■ **DOCUMENT TEXT**
	- `BioEncoder`: Interface for vectorization (ESM-2, ChemBERTa, PubMedBERT, CLIP)
	- `BioPredictor`: Interface for predictions (DeepPurpose, ADMET)
	- `BioGenerator`: Interface for candidate generation
	- `BioRetriever`: Interface for vector DB operations
	- Data containers: `EmbeddingResult`, `PredictionResult`, `RetrievalResult`

	- [x] Tool Registry (`bioflow/core/registry.py`):
	- Central hub to manage multiple tools
	- Register/unregister by name
	- Default tool fallbacks
	- Utility methods for listing and summary

	- [x] Configuration Schema (`bioflow/core/config.py`):
	- `NodeConfig`: Single pipeline node definition
	- `WorkflowConfig`: Complete workflow definition
	- `BioFlowConfig`: Master system configuration
	- YAML-compatible dataclasses

	- [x] Stateful Pipeline Engine (`bioflow/core/orchestrator.py`):
	- `BioFlowOrchestrator`: DAG-based workflow execution
	- Topological sort for dependency resolution
	- `ExecutionContext` for state passing
	- Custom handler support
	- Error handling and traceability

	- [x] Sample Workflows (`bioflow/workflows/`):
	- `drug_discovery.yaml`: Encode → Retrieve → Predict → Filter
	- `literature_mining.yaml`: Cross-modal literature search

	---

	## 🧪 Phase 2: Parallel Tool Implementation ✅ COMPLETE
	The team works on their respective modules using the core interfaces.

	### 1. OBM Integration ✅
	- [x] `OBMEncoder` - Unified multimodal encoder (`bioflow/plugins/obm_encoder.py`)
	- [x] `TextEncoder` - PubMedBERT/SciBERT (`bioflow/plugins/encoders/text_encoder.py`)

■ **ENTRIES PROVIDED**
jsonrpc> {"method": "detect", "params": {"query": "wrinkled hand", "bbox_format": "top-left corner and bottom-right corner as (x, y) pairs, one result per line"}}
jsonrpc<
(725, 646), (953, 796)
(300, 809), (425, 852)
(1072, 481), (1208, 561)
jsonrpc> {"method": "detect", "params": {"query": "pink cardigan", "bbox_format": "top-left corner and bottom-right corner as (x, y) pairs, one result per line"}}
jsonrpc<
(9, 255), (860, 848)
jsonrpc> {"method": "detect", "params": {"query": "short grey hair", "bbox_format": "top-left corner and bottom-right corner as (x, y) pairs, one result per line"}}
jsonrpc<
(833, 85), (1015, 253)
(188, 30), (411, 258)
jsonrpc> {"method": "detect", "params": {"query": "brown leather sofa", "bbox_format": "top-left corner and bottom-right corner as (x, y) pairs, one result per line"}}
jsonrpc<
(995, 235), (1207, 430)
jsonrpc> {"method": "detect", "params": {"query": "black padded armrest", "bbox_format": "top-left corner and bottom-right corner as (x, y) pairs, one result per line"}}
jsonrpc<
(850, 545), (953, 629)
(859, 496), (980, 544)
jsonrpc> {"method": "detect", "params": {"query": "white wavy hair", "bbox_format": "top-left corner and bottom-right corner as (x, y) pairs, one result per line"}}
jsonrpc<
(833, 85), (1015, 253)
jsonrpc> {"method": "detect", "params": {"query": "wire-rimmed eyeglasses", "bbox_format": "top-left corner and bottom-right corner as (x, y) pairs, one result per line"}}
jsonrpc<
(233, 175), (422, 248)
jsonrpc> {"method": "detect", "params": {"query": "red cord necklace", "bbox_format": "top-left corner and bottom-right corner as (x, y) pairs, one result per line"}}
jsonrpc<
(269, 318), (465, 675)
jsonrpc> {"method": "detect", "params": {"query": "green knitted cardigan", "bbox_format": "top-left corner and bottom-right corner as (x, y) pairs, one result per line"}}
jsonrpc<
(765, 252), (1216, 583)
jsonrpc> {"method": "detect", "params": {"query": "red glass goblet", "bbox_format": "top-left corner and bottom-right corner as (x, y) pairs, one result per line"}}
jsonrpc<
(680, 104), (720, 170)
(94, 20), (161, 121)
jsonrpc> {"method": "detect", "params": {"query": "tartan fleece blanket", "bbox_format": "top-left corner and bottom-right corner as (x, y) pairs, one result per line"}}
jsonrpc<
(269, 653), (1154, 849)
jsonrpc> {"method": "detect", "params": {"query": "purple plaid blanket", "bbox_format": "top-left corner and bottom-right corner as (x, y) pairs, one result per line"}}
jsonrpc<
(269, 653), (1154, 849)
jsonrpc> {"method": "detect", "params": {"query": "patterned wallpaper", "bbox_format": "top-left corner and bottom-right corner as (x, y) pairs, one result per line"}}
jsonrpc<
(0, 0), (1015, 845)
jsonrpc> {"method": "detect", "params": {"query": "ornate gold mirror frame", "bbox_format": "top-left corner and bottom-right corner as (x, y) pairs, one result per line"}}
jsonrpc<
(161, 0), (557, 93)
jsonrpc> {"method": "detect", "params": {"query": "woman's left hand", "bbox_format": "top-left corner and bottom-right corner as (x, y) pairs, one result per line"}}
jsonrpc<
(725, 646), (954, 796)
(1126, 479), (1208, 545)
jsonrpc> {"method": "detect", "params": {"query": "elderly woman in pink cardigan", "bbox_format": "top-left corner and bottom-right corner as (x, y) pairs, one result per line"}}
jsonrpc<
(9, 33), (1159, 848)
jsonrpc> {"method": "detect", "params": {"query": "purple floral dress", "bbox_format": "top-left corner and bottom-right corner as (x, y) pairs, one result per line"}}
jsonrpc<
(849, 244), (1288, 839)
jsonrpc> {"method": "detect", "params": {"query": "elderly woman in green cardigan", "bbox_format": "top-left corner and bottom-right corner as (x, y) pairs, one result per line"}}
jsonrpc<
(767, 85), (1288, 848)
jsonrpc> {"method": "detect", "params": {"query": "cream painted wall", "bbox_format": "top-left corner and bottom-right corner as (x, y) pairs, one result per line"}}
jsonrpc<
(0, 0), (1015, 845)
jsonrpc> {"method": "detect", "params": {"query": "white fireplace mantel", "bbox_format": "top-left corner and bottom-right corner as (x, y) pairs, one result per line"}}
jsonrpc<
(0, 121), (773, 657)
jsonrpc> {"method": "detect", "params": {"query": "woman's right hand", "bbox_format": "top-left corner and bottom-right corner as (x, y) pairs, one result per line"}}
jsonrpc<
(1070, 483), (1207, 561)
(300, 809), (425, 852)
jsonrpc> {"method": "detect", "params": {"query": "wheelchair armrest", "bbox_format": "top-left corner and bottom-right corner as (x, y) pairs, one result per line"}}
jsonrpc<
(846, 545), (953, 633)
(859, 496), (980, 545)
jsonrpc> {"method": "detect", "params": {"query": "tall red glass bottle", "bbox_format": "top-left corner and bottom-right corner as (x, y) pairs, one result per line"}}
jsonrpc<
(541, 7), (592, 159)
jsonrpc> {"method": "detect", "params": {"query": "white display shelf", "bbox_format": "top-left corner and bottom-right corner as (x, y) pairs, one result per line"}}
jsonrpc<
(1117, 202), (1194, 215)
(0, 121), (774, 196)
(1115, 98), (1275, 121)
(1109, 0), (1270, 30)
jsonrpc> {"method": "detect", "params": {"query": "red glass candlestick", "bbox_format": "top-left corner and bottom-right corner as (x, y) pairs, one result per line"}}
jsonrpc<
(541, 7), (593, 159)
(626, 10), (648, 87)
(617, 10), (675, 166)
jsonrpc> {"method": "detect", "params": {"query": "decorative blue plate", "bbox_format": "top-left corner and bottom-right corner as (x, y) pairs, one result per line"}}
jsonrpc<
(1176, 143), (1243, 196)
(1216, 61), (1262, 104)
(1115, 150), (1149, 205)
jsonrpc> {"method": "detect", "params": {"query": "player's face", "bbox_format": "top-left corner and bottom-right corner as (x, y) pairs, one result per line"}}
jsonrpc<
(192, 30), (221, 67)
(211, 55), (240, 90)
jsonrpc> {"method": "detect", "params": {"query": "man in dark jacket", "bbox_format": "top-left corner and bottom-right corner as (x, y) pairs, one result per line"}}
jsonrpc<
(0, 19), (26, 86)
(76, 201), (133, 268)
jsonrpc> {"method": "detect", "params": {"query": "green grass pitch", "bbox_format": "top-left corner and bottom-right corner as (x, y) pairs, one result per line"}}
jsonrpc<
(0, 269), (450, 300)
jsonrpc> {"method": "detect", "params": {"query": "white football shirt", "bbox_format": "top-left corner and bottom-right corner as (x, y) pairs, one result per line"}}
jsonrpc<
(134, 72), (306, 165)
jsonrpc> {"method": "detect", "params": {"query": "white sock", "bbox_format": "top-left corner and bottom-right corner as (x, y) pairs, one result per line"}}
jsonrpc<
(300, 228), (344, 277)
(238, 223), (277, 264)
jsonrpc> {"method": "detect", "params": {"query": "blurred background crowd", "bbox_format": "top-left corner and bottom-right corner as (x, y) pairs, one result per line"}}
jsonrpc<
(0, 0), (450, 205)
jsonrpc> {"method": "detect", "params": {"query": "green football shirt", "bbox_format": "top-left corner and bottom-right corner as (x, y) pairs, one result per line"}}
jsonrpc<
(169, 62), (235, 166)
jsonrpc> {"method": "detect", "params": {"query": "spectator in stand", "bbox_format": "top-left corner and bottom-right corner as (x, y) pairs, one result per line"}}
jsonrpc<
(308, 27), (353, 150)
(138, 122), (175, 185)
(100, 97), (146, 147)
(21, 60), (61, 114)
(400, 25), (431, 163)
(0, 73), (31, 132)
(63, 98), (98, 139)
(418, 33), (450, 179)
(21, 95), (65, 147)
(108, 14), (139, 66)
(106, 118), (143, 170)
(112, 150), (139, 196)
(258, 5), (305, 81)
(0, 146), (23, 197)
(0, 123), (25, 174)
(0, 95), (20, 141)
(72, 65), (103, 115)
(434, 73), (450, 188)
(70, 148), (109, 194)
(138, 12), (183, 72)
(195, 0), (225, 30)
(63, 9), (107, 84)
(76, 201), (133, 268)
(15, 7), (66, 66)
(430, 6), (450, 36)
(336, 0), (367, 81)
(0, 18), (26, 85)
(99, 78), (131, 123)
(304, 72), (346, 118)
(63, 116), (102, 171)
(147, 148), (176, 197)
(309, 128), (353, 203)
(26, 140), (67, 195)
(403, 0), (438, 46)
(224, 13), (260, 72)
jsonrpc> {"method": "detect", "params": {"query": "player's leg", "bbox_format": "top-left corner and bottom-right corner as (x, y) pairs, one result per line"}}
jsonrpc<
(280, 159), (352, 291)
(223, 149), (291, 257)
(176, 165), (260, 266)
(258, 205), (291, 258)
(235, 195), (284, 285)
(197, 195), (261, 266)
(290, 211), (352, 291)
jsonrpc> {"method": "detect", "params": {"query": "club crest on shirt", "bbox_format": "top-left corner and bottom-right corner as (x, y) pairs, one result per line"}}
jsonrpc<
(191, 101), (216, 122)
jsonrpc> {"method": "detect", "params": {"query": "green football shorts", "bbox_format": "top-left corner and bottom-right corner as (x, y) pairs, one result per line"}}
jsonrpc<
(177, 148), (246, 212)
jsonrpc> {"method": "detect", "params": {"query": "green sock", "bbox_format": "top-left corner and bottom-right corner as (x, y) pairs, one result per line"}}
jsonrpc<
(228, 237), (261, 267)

■ **WHAT YOU ARE ASKED TO DO**
Reproduce everything in the BioFlow checklist from "- [x] Sample" down to "the core interfaces.", copying it word for word. The entries have nothing to do with the BioFlow checklist.

■ **ANSWER SPACE**
- [x] Sample Workflows (`bioflow/workflows/`):
	- `drug_discovery.yaml`: Encode → Retrieve → Predict → Filter
	- `literature_mining.yaml`: Cross-modal literature search

	---

	## 🧪 Phase 2: Parallel Tool Implementation ✅ COMPLETE
	The team works on their respective modules using the core interfaces.